▸ **Task directions**
Filter the entries for the word "white". Copy each line that has it.

▸ **Supplied records**
━━━━━━━━━━━━━━━━

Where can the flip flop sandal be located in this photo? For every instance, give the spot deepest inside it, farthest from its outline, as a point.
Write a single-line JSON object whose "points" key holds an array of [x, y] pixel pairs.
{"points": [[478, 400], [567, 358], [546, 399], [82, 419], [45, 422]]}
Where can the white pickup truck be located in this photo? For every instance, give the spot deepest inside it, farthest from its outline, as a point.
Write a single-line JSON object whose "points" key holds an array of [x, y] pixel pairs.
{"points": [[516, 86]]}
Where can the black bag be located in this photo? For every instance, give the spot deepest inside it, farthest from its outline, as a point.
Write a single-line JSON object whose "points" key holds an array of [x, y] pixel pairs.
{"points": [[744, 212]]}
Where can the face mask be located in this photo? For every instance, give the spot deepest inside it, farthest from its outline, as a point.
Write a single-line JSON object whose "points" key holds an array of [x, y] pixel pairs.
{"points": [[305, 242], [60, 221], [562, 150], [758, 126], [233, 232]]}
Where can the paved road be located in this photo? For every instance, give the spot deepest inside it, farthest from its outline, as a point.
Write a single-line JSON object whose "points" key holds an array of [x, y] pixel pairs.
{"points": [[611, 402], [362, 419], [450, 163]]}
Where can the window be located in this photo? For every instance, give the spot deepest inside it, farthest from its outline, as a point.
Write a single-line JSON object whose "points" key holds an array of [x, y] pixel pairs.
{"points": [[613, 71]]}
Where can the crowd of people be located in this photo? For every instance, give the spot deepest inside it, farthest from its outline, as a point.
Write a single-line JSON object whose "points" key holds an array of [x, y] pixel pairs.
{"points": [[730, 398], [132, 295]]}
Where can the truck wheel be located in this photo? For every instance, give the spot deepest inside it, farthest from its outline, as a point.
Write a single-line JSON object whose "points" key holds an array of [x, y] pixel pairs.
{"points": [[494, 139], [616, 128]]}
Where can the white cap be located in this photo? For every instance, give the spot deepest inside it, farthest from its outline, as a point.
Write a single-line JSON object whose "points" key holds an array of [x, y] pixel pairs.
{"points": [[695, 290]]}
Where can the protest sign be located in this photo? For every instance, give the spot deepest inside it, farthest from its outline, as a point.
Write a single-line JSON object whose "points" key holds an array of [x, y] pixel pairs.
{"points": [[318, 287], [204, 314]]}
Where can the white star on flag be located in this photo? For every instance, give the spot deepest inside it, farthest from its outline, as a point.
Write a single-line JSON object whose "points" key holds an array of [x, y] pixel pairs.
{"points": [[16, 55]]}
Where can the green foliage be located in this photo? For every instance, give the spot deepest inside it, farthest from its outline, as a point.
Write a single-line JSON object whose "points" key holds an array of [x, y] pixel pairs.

━━━━━━━━━━━━━━━━

▸ **Solution for this task**
Where can the white pickup truck be located in this photo? For every instance, give the spot deepest inside it, farthest from its outline, as a point.
Where can the white cap be located in this photo? For every instance, give the spot deepest inside it, farthest from its outline, as a point.
Where can the white star on flag be located in this photo? For every instance, give the spot deepest inside it, farthest from its outline, as a point.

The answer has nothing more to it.